Set task A
Summarize the gradient descent thread in two sentences.
Set task B
Carry the gradient descent thread forward from the end of the reply.

Passage given

>> Begin

I am not good at mathematics and have been learning ML from Udacity.
In its tutorial video, the tutor says(I concluded it in a short way):
using Gradient to get the steepest slope to go upwards, so in order get minimized loss we go the opposite.
Here is the video starting from time 3:00: https://youtu.be/9ILiZwbi9dA?t=179
my question is : it is not necessary the exactly opposite direction of the gradient(steepest ascent) that the steepest descent goes. As it's 3D, if the gradients goes 0 degree, it doesn't necessary mean the 180 degree points you the steepest descent. So I assume his statement is wrong?
Could someone correct me(using plain language even a laymen can understand, thanks) if I got wrong somewhere?
Thanks
update
After reading John's answer, my understanding is:
At the particular point P we can draw a tangent line A. Let's assume that the 0 degree of A points to the fastest direction for ascending, but the actual fastest direction for descending is 150 degree at point P. Since the tangent line can ONLY have 2 directions which are 0 and 180, so we can only take 180 degree of the line A as our next direction for descending.
Is my understanding correct?
When a function of two variables, $f(x,y),$ has a gradient at a particular point $(x_1,y_1)$, it implies that when you graph the function in three dimensions using the equation $z = f(x,y)$, there is a unique tangent plane to that graph at the point $P_1 = (x_1,y_z,f(x_1,y_1))$ that provides a very good approximation of the function $f$ near $(x_1,y_1)$.
In particular, if you travel along the surface of the three-dimensional graph in any direction from $P_1,$ your path initially is tangent to a straight line through $P_1$ and that line lies exactly in the tangent plane.
It is certainly possible to construct a function such that the steepest increase from some point $(x_1,y_1)$ in the $x,y$ plane is in the direction $0$ degrees from the positive $x$ axis direction, but the steepest decrease is in the direction $150$ degrees. For example, for $(x_1,y_1)$ you could define $f(x,y) = \frac14 x$ everywhere in quadrants I, II, and IV in the plane, but in quadrant III you make a deep V-shaped groove or trough in the graph of the function, centered along the line that goes through the point $(0,0)$ at a $150$-degree angle so that if you travel along the center of the groove starting at $(0,0)$ you decrease $f(x,y)$ faster than if you just follow the plane in the direction $180$ degrees. But the fastest increase is still in the direction exactly along the $x$ axis, $0$ degrees.

>> End

Information supplied
>> Begin

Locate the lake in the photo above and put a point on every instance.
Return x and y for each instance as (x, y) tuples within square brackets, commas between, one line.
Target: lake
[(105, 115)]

>> End

Result A
A learner studying machine learning on Udacity doubts a tutorial's claim that the steepest descent runs exactly opposite the gradient, reasoning that in three dimensions the steepest descent need not lie 180 degrees from the steepest ascent. A reply explains that a gradient at a point implies a unique tangent plane that closely approximates the function nearby, yet a function can be built whose steepest increase points at 0 degrees while its steepest decrease points at 150 degrees.

Result B
Such a function exists, even a continuous function like that exists, but you can never find its gradient at $(0,0),$ because the groove means that no matter how small a neighborhood you pick around $(0,0),$ there are always function values in the groove that are too far below the tangent plane that all the function values in quadrants I, II, and IV lie on.
You can have a direction of steepest descent that is along a different line than the direction of steepest ascent. You can have a gradient. You can have neither of these things. But you cannot have both.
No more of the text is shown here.